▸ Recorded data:

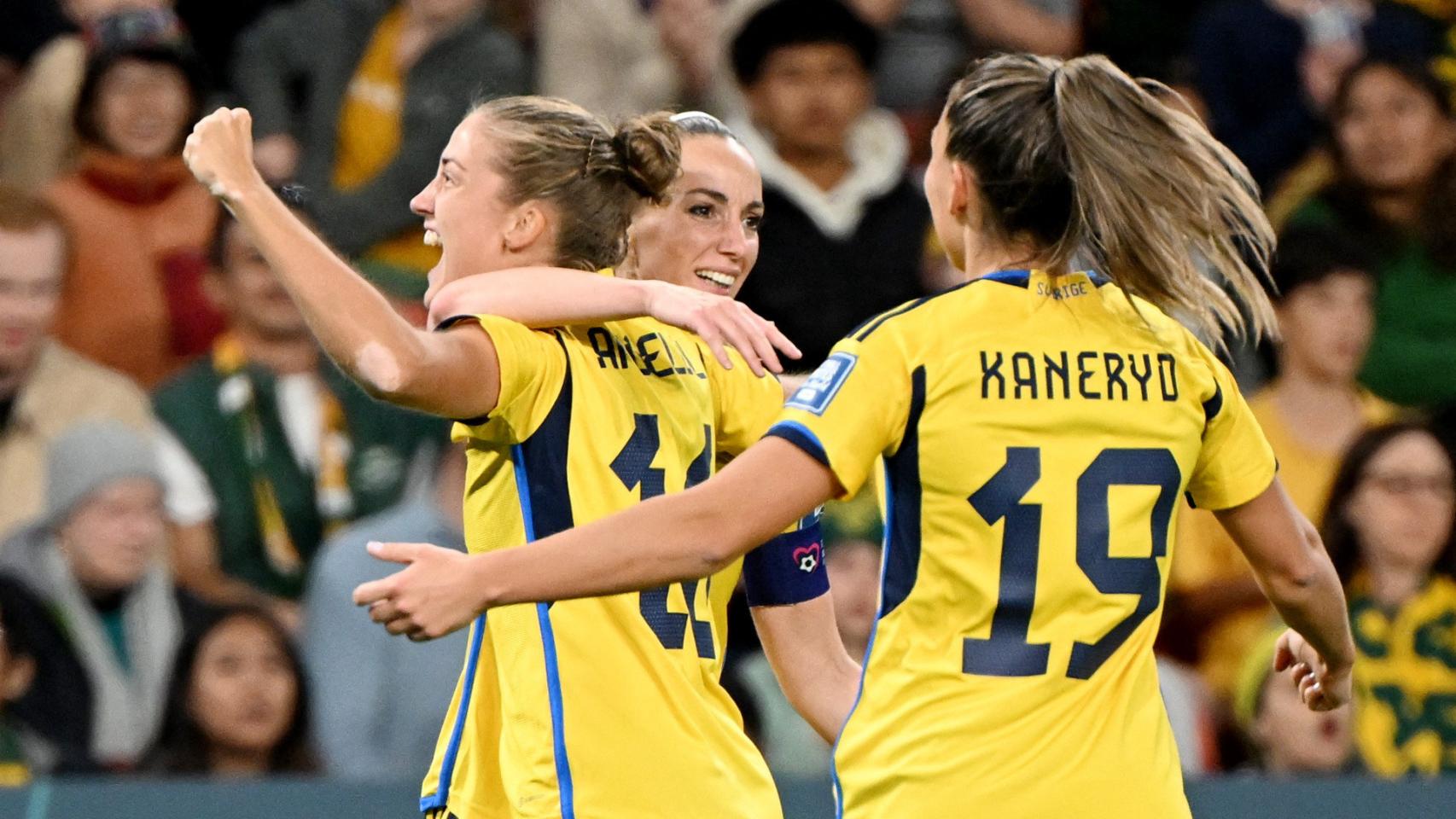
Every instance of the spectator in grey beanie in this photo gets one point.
(98, 562)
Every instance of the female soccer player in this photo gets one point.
(562, 428)
(1039, 425)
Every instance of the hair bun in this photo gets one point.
(649, 150)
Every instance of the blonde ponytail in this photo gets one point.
(1092, 165)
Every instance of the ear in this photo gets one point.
(526, 226)
(963, 189)
(20, 672)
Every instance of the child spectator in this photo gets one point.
(44, 387)
(1311, 412)
(239, 703)
(1395, 148)
(628, 57)
(1389, 531)
(842, 212)
(137, 218)
(267, 447)
(98, 562)
(1268, 68)
(389, 713)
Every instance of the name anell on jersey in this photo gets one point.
(649, 354)
(1098, 375)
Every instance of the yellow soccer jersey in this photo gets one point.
(1037, 435)
(604, 706)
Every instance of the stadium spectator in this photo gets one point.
(267, 447)
(842, 214)
(1389, 531)
(628, 57)
(1309, 414)
(44, 387)
(381, 103)
(98, 562)
(216, 26)
(788, 742)
(1146, 38)
(239, 703)
(1286, 738)
(1268, 68)
(1395, 142)
(131, 300)
(38, 134)
(22, 752)
(387, 716)
(929, 43)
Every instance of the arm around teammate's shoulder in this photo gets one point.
(1293, 569)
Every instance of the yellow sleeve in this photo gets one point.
(1237, 462)
(533, 369)
(852, 409)
(744, 404)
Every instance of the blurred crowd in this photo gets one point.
(187, 485)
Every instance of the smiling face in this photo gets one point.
(248, 290)
(707, 233)
(245, 690)
(465, 210)
(1391, 133)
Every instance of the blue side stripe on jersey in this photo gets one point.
(472, 659)
(801, 437)
(540, 483)
(1213, 404)
(1015, 278)
(870, 326)
(870, 649)
(903, 555)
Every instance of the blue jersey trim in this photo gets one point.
(801, 437)
(864, 662)
(903, 553)
(437, 799)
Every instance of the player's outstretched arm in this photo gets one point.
(550, 297)
(455, 375)
(1293, 569)
(808, 658)
(678, 537)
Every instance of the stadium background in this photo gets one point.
(123, 294)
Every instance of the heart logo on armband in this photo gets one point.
(807, 557)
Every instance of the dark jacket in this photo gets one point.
(317, 44)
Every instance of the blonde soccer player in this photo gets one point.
(1039, 425)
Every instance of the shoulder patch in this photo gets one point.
(822, 386)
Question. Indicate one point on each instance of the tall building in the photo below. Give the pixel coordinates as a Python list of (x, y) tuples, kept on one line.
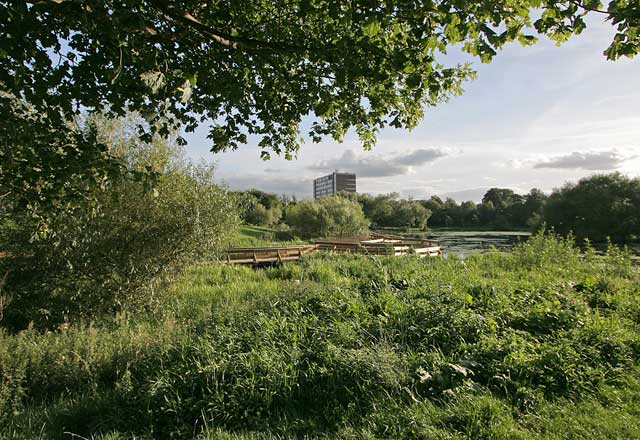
[(334, 183)]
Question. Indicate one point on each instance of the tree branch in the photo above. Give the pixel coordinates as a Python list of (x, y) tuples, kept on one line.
[(222, 38), (580, 5)]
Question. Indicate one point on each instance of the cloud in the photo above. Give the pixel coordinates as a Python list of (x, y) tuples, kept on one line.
[(371, 165), (591, 161)]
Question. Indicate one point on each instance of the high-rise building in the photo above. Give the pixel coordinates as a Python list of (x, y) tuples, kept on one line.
[(334, 183)]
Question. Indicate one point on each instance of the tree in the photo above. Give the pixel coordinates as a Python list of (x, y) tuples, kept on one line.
[(597, 207), (252, 68), (329, 216)]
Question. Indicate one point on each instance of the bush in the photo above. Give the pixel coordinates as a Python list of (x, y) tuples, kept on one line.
[(97, 259), (328, 216)]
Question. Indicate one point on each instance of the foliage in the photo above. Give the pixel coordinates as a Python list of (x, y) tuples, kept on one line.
[(328, 216), (261, 208), (36, 145), (540, 343), (501, 208), (360, 65), (95, 261), (386, 210), (597, 207)]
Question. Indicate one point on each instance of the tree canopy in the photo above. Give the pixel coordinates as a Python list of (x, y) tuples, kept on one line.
[(251, 68)]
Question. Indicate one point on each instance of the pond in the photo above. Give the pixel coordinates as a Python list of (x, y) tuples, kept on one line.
[(465, 243)]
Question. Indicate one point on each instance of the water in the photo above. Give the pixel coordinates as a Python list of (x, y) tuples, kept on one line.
[(465, 243)]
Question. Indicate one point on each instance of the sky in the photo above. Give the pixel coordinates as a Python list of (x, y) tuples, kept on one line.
[(536, 117)]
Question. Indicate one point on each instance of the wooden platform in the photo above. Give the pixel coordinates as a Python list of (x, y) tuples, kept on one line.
[(268, 254), (372, 244)]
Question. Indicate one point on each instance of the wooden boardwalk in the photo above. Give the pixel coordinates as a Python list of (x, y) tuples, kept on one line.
[(373, 244), (268, 254)]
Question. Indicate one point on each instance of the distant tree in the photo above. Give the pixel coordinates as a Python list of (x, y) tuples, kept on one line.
[(325, 217), (597, 207), (252, 68)]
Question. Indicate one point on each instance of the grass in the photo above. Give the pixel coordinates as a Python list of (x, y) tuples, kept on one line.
[(539, 343)]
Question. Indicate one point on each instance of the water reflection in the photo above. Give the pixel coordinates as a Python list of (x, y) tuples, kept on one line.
[(473, 242)]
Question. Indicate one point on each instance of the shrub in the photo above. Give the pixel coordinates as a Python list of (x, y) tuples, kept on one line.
[(328, 216), (99, 258)]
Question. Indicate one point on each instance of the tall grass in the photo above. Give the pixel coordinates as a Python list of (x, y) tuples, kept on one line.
[(542, 342)]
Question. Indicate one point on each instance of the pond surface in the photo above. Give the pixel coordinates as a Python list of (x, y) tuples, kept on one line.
[(474, 242)]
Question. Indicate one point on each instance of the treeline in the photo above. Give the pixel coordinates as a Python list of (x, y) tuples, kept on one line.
[(98, 257), (597, 207), (501, 208)]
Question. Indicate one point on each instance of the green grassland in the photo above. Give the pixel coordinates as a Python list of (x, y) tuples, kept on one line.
[(539, 343)]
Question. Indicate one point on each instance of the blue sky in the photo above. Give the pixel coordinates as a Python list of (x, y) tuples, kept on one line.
[(536, 116)]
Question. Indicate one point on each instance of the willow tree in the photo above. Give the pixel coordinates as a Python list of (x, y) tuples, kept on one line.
[(247, 68)]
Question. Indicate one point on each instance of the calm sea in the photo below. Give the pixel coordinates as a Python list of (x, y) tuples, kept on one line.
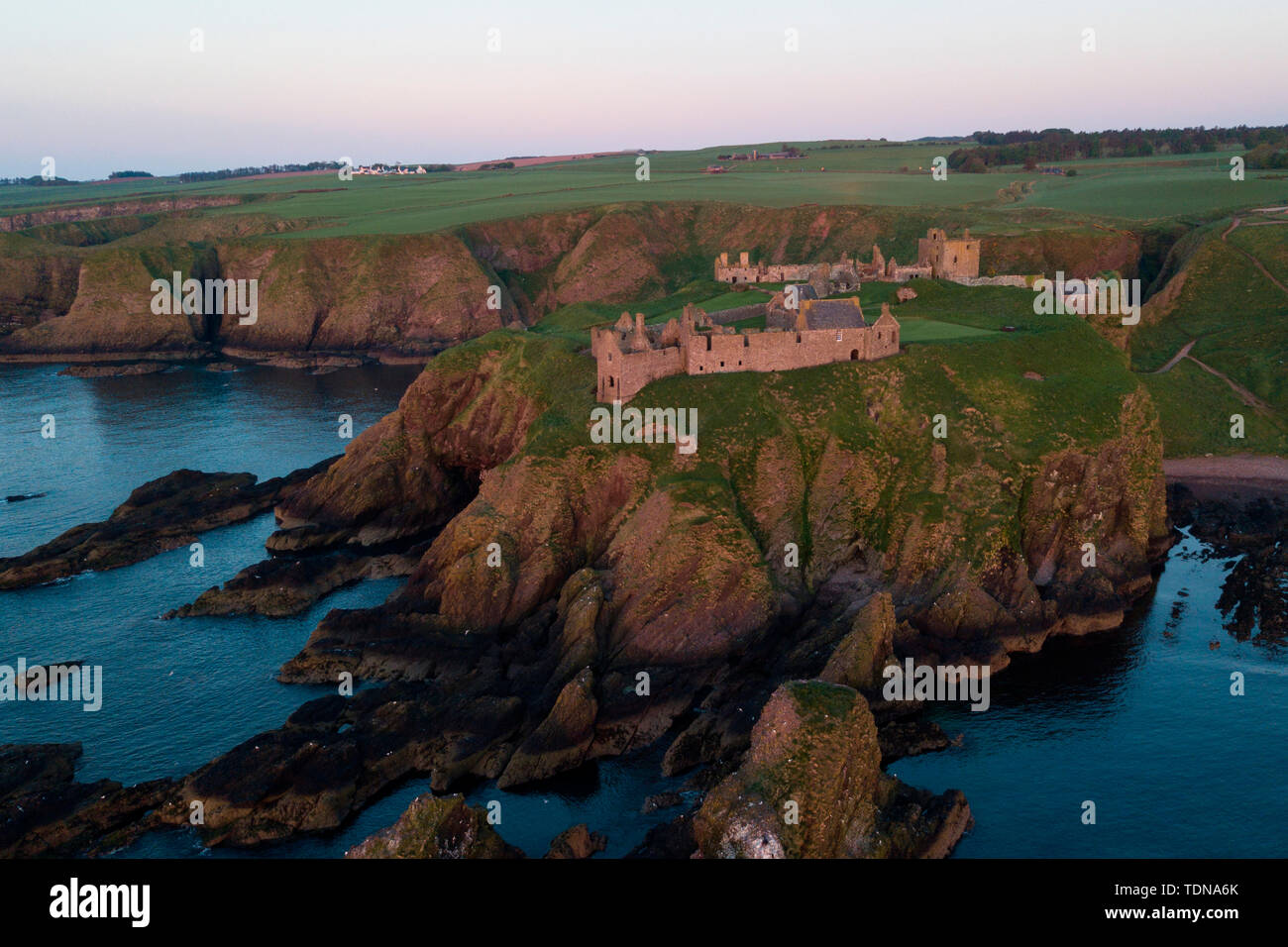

▸ ABOUT THIS EXERCISE: Please leave out the pictures while you copy exactly the lines from the one containing "Question. Indicate one point on each instance of the green" through the end of the records.

▸ ANSWER SPACE:
Question. Indicate one point on each instance of the green grassland in the photo above. Give the pixel coordinates as a Python list of (x, y) tuples, kept on one line.
[(539, 343)]
Question. Indicate one point on each instance of the blue sky in the photo above. Give the pixel coordinates as a Python list of (x, y) tuples, kept on one line.
[(536, 116)]
Question. Indicate one point on each instance of the willow tree in the photo above. Give the pixel coordinates as a Python list of (x, y) tuples, kept on one line.
[(247, 68)]
Question. Indicate one point on each instance of the calm sea in the photo below. Give the pixel coordinates as a Python list of (x, y) tuples, kept on one line.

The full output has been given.